Given text:
::::
Change is hard.  While most of us acknowledge that this is true, some of us are better at adapting to changes in our lives than others. When you stop to think about it, do you see transitions as opportunities to grow or as threats to the status quo?   Probably your answer depends on what kind of change it is, and whether it affects you alone, or you and your child. Your personal temperament, your family history, and your approach to life all play a role. But no matter where you come from, you probably deal better with change that’s “within your control” than change that is suddenly thrust on you. 

Parenting, of course, is filled with dramatic changes.  It’s hard sometimes to keep up with the pace of your child’s development.  Sometimes these changes are welcome (such as successful toilet training!), but others – for example, finding substitute child care when you need to go back to work -- bring anxiety with them.

Many parents want to be by their children’s side to help them get through every major change.  This protective tendency is perfectly natural, but we need to think long-term, not short-term as parents.  In the end, don’t we all want children who can anticipate changes, problem-solve how to conquer whatever hurdles might arise, and feel successful at resolving the issue at hand?  This outcome is much more likely to happen if we let kids take on some of these changes on their own.
::::
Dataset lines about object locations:
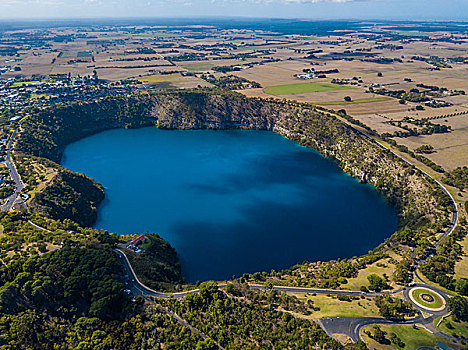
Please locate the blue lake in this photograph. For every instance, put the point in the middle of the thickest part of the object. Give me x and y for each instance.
(231, 201)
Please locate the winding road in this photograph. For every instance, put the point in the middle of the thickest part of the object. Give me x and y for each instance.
(348, 326)
(19, 185)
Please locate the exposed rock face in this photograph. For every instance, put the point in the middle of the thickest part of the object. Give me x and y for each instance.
(48, 132)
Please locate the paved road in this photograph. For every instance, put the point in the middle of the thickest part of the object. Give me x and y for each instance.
(139, 288)
(454, 221)
(19, 185)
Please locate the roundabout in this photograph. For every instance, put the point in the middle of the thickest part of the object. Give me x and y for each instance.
(427, 299)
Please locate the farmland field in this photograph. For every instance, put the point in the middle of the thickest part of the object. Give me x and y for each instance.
(291, 89)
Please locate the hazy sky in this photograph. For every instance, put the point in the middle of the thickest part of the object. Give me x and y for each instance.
(372, 9)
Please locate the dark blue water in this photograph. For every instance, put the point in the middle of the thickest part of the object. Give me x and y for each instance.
(231, 201)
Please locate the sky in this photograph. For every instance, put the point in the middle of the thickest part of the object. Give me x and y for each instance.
(307, 9)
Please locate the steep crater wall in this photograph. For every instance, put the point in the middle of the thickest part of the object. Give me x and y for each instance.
(46, 134)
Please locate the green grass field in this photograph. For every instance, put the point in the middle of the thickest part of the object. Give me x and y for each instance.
(413, 338)
(333, 307)
(291, 89)
(449, 326)
(438, 301)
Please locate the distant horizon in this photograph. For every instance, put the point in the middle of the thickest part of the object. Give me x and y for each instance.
(221, 17)
(408, 10)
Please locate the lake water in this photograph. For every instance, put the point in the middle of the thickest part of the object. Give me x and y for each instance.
(231, 201)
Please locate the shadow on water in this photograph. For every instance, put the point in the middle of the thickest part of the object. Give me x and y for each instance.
(231, 202)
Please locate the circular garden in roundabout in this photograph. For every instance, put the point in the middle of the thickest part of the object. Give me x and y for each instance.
(427, 299)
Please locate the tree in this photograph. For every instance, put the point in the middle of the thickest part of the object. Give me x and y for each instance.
(393, 308)
(458, 306)
(377, 283)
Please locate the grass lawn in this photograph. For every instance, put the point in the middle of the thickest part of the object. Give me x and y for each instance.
(450, 327)
(418, 294)
(300, 88)
(332, 307)
(380, 267)
(413, 338)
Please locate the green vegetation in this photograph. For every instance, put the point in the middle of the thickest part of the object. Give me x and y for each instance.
(70, 196)
(419, 294)
(411, 337)
(457, 178)
(245, 324)
(239, 318)
(458, 306)
(421, 204)
(376, 282)
(440, 268)
(455, 328)
(157, 266)
(301, 88)
(394, 308)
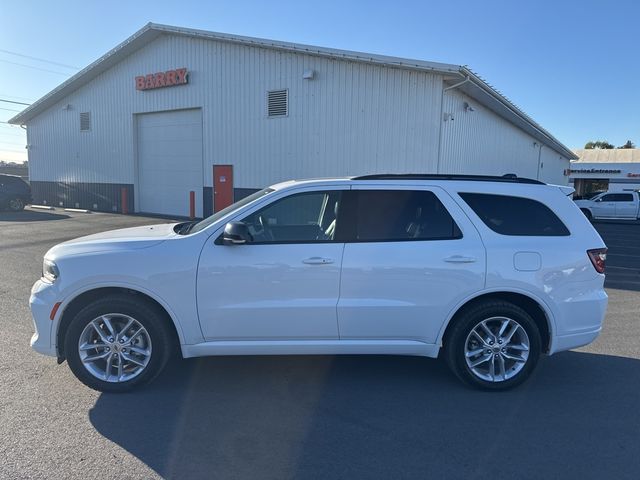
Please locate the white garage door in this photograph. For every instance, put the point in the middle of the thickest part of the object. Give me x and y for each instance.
(170, 162)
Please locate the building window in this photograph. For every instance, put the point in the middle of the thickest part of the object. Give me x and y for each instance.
(278, 103)
(85, 121)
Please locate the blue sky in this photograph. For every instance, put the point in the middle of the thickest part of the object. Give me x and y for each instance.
(574, 66)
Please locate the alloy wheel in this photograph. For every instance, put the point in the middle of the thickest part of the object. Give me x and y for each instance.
(114, 347)
(497, 349)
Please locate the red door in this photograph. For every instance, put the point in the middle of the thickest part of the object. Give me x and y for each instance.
(222, 186)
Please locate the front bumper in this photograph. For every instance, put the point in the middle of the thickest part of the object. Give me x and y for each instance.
(42, 299)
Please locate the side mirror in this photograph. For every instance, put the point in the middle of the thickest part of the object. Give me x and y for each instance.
(236, 233)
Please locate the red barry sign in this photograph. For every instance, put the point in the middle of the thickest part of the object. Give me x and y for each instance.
(162, 79)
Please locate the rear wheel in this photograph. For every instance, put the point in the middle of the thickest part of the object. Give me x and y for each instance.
(16, 204)
(493, 346)
(117, 343)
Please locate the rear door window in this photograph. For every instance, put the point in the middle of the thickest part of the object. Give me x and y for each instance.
(401, 215)
(510, 215)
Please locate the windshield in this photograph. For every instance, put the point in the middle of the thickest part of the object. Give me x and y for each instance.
(225, 211)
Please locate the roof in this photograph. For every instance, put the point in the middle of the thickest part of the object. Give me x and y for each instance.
(474, 86)
(508, 178)
(605, 155)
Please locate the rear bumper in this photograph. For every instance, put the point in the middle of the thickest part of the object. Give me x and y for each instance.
(567, 342)
(581, 321)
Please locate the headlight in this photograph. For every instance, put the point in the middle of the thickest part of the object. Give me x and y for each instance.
(50, 272)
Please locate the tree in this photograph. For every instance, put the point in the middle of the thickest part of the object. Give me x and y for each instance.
(599, 144)
(629, 144)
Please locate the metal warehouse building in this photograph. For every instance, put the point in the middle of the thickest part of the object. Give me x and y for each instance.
(172, 111)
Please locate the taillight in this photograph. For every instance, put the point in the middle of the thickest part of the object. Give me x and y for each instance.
(598, 257)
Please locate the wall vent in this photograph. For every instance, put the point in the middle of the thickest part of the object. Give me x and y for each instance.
(85, 121)
(278, 103)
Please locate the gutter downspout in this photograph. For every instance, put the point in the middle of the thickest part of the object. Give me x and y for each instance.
(455, 85)
(539, 155)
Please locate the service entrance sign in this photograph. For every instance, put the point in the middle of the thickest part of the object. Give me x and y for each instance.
(179, 76)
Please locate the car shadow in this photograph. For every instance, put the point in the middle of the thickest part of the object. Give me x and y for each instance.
(30, 216)
(378, 417)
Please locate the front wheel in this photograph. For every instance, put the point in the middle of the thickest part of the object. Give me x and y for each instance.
(117, 343)
(493, 346)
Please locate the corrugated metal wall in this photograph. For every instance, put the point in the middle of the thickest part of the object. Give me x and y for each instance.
(352, 118)
(477, 141)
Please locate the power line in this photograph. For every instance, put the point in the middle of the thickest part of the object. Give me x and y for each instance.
(35, 68)
(12, 101)
(39, 59)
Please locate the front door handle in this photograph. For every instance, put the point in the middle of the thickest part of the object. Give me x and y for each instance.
(459, 259)
(317, 261)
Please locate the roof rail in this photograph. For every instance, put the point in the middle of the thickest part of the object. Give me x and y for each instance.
(508, 178)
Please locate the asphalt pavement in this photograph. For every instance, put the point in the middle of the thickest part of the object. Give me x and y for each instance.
(315, 417)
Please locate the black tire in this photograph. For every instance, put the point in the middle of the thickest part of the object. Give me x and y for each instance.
(460, 332)
(149, 316)
(16, 204)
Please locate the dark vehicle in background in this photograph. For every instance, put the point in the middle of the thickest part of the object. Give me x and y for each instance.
(15, 193)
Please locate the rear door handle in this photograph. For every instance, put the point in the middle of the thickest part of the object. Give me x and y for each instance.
(317, 261)
(459, 259)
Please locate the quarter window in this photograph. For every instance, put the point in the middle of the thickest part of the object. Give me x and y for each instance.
(302, 218)
(518, 216)
(402, 215)
(617, 197)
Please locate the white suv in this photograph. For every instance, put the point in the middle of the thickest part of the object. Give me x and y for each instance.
(489, 272)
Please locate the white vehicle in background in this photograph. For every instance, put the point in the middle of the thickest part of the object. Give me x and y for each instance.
(489, 272)
(612, 205)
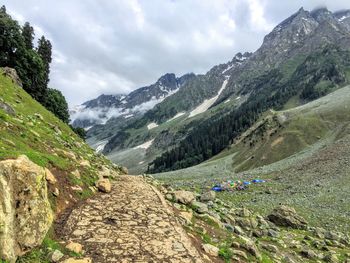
::::
What you will do: Return the stretch of the text about parenting and change from "Parenting, of course, is" through "on their own.", copied word for word. Rely only on the text about parenting and change.

Output of the exercise:
Parenting, of course, is filled with dramatic changes.  It’s hard sometimes to keep up with the pace of your child’s development.  Sometimes these changes are welcome (such as successful toilet training!), but others – for example, finding substitute child care when you need to go back to work -- bring anxiety with them.

Many parents want to be by their children’s side to help them get through every major change.  This protective tendency is perfectly natural, but we need to think long-term, not short-term as parents.  In the end, don’t we all want children who can anticipate changes, problem-solve how to conquer whatever hurdles might arise, and feel successful at resolving the issue at hand?  This outcome is much more likely to happen if we let kids take on some of these changes on their own.